*Required task:* Provide an exact transcription of all the records.

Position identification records
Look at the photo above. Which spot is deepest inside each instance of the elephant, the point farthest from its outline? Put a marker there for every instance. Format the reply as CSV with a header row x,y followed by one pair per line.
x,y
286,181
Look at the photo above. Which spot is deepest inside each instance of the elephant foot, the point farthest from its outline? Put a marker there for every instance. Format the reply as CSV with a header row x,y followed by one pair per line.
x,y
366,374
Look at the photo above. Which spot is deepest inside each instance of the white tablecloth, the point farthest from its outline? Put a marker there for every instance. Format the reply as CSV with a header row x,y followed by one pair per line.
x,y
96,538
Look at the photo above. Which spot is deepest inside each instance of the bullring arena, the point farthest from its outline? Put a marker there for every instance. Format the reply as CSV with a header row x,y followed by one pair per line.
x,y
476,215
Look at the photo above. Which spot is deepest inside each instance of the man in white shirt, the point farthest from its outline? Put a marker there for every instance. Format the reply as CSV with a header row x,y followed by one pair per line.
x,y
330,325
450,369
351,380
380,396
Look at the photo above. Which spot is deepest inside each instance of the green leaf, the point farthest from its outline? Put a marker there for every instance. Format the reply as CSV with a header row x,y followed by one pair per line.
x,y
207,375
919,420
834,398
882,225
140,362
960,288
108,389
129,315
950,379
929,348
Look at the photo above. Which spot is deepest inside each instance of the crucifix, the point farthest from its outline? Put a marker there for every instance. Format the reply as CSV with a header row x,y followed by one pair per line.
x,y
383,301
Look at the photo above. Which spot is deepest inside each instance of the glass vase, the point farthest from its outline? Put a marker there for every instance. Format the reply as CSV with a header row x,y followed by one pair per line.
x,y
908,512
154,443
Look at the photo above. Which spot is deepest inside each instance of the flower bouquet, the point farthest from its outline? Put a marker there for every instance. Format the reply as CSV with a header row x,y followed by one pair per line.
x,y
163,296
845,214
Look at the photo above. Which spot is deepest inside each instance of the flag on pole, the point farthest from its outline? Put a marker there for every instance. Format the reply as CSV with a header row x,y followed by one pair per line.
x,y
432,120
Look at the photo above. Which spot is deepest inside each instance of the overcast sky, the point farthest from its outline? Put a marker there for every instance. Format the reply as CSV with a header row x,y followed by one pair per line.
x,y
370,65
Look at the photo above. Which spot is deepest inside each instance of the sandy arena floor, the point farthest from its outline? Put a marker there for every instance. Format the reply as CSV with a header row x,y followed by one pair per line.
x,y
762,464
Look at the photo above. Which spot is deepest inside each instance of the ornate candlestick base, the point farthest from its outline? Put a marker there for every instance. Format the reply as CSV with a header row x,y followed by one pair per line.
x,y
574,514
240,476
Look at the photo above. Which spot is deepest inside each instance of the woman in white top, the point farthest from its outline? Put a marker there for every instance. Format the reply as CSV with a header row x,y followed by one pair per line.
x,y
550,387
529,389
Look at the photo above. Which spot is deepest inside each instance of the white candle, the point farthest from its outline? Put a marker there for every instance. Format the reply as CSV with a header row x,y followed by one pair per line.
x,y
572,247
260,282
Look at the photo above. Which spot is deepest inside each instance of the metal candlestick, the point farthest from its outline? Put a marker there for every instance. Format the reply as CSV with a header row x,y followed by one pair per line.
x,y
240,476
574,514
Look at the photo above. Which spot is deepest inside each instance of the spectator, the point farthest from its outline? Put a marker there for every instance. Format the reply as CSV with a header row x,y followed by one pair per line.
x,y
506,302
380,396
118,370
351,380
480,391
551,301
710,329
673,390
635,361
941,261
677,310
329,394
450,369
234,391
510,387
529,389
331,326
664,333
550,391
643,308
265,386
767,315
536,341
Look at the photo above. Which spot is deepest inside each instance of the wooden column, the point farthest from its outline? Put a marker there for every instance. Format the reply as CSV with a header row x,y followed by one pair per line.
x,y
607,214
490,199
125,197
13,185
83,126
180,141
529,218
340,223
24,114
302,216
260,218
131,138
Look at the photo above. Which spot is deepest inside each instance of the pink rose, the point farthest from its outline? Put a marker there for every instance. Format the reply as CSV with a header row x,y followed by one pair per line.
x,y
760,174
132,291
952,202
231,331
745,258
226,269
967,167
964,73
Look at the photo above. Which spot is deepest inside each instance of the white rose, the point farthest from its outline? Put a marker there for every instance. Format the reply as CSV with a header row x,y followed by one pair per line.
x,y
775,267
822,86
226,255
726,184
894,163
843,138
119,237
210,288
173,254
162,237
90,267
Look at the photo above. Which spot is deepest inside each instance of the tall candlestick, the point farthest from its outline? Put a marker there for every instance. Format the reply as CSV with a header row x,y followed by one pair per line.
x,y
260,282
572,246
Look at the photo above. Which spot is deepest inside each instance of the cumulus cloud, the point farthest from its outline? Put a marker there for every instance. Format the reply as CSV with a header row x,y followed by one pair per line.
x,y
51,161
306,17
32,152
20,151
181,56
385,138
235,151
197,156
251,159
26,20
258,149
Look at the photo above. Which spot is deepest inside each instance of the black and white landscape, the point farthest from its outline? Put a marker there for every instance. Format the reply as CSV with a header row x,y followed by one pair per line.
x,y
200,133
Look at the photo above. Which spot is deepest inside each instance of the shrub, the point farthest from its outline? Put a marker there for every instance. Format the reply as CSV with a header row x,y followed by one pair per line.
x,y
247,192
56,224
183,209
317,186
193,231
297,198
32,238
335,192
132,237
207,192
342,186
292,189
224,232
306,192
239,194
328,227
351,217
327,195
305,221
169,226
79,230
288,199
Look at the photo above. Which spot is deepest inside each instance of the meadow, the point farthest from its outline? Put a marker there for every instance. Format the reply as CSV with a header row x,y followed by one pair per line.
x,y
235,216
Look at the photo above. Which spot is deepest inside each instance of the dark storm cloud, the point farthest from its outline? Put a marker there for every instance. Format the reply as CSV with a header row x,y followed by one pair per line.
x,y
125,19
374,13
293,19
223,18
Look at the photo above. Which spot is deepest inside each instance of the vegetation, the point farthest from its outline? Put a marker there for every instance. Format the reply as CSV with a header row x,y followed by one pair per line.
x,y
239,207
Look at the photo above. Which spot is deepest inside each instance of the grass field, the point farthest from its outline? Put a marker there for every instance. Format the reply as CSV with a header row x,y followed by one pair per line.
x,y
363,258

*Task response:*
Look at the photo above. Which spot is deepest inside each instance of the elephant, the point farthest from its outline? Put a marker there for every instance. Format the reply as CSV with a header row x,y followed by one pair per line.
x,y
286,181
Look at the photo above. Which spot is deepest inside each instance of the elephant foot, the point farthest from its outline? Put a marker there for every instance. Format the reply as CSV with a header row x,y followed by one pair per line.
x,y
366,374
Look at the photo above. Which spot is deepest inside each instance of the white tablecloth, the point farthest from its outline? Put a marker there for every instance. Format the reply as CSV with a header row x,y followed by one pair per line.
x,y
96,538
Look at the photo above. Which spot is deepest inside each instance of the bullring arena, the point farthest from its outline? Put a marker there for every instance. Format the reply as CSV with a header row x,y followed by one pair per line.
x,y
476,215
Look at the photo above. Which spot is deepest inside each instance of the man in white shirt, the point farthest from its outline? Put a marker there for every instance. Format the reply as CSV with a header row x,y followed by one pair per line.
x,y
330,325
450,369
351,380
380,396
Look at the photo above. Which spot is deepest inside each instance of the green leaf, the point farthest from its outline? Put a marker there for every instance. Format the reply as CSV with a header row x,y followed by one pair per line.
x,y
207,375
919,420
834,398
882,225
140,362
960,288
108,389
129,315
950,379
929,348
Look at the photo above. Which spot is deepest inside each instance of the crucifix, the point farthest from its outline? Put a marker there for every instance. Format the reply as CSV with a header row x,y followed by one pair per line.
x,y
383,301
Look at the photo above. Which spot is deepest inside each instance of the glass vase, the point farthest from its outline? Put a marker there for every instance. Format the reply as CSV with a header row x,y followed by one pair per line.
x,y
908,512
154,443
Look at the photo above. Which spot is deepest inside each instance of the flower bouquet, the point farthest from its outline? Put a marker there for every instance. Format the reply as CSV with a header row x,y followed by one pair per line.
x,y
163,296
845,214
Look at the photo above. Which spot is deepest inside each instance of the flag on pole, the point farthest from its outline? Put a marker there for every instance. Format the reply as CSV with a header row x,y followed by one pair per line.
x,y
432,120
Look at the photo above. Which spot is deepest inside each instance of the overcast sky, the point farthest from its outline? Put a marker there for every instance. Format the reply as CSV with a header row x,y followed by one pair per line.
x,y
370,65
Look at the photo above. Which spot is deepest inside each instance of the sandy arena floor, the point farthest from its outline? Put a marker there for every instance. Format the reply as CSV with a header row x,y followed by one pair per line.
x,y
762,464
Look at the photo above. Which spot is deepest inside each instance of the ornate candlestick base, the point farthest from its outline? Put a marker there for every instance. Format the reply as CSV with a header row x,y followed by one pair per line.
x,y
574,514
240,476
Look at the photo above. Which spot is deepest inside each instance of the woman in white top, the point farthest from its outline? Put a marker there for every instance. Format the reply as CSV with a header row x,y followed by one pair per line.
x,y
550,387
529,389
Look at the photo above. Which spot is deepest inside each instance of the white candle, the point farthest from its outline? Put a marker there for every instance. Format the reply as CSV with a header row x,y followed by one pair per line.
x,y
572,247
260,282
Look at the photo above. Which spot is deepest inside each instance of the metal candlestick, the point farthest from its outline? Put a marker there for every instance. Format the reply as CSV with a header row x,y followed by one pair per line.
x,y
240,476
574,514
Look at the photo above. Which spot is deepest inside each instance of the spectator, the point farthest from its outline? Put a marker there for every instance. Format the reply as CSV with a header row x,y followed by one pair per line.
x,y
506,302
380,396
118,370
351,380
480,391
551,301
710,329
673,390
635,361
941,261
677,310
329,394
450,369
234,391
510,387
529,389
331,326
664,333
550,391
643,308
265,386
767,315
536,341
Look at the photo above. Which spot is deepest inside each instance of the wooden column, the point farthest from its outline? Put a marker there for every instance. Format the reply as CSV with a header row x,y followed by one pair per line.
x,y
607,214
490,199
125,197
13,185
83,126
180,141
529,218
340,223
24,114
302,216
260,218
131,138
Look at the photo above. Which spot is deepest inside each instance of the pink rose, the point farthest from its outline? Put a marker there for every instance. Format the reply as CSV with a header row x,y followed by one pair per line.
x,y
760,174
132,291
952,202
231,331
745,258
226,269
967,167
964,73
Look at the photo above. Which spot is deepest inside each instance of the white rose, the point farthest from its outline? Put a marker there for every instance. Format the reply as CSV with a header row x,y followed by one pair per line.
x,y
775,267
822,86
226,255
726,184
894,163
843,138
119,237
210,288
173,254
162,237
90,267
Look at the photo above. Which spot is deepest inside each instance of the tall candlestick, the point farthest from its outline? Put a marker there for every instance. Format the reply as CSV with a header row x,y followed by one pair per line.
x,y
260,282
572,246
Look at the photo above. Which spot is deepest inside each instance of the cumulus cloud, the point farthest from its outline? Put a marker there for every instance. Format the reply as CSV with a header row x,y followed by one pair per line.
x,y
51,161
306,17
32,152
20,151
181,56
385,138
235,151
197,156
251,159
26,20
258,149
Look at the photo above. Which spot is deepest inside each instance of the black and white landscape, the point farthest from its outline? Put a marker there for every instance. Format the reply as CSV with a header row x,y followed by one pair per line.
x,y
200,133
Look at the photo above. Which spot is deepest inside each instance of the shrub, the point farthest from its outline? Put a marker there for every instance. Format the reply as CSV with a header row x,y followed by one pair per line.
x,y
247,192
56,224
183,209
317,186
193,231
297,198
32,238
335,192
132,237
207,192
342,186
292,189
224,232
306,192
239,194
328,227
351,217
327,195
305,221
169,226
79,230
288,199
Look at the photo above. Which spot is deepest inside each instance of the meadow, the point farthest from its outline? Put a marker there for every instance. Format the reply as CSV with a header row x,y followed by one pair per line.
x,y
235,216
Look at the photo above. Which spot is deepest inside each instance of the dark storm cloud, the point farthest from its outline? Put a marker there for every instance. Format the reply as CSV with a header row x,y followed by one pair per line.
x,y
125,19
374,13
293,19
223,18
Look at the photo above. Which spot is deepest inside each instance of the vegetation, the point farthest from its outline? Put a marker there for every instance. Format the reply as CSV with a header row x,y followed by one pair per line.
x,y
239,207
Look at the photo above. Which spot is deepest inside each instance of the grass field, the point farthest from its outline? Put a marker there for every instance. Format the reply as CSV with a header row x,y followed by one pair per line.
x,y
363,258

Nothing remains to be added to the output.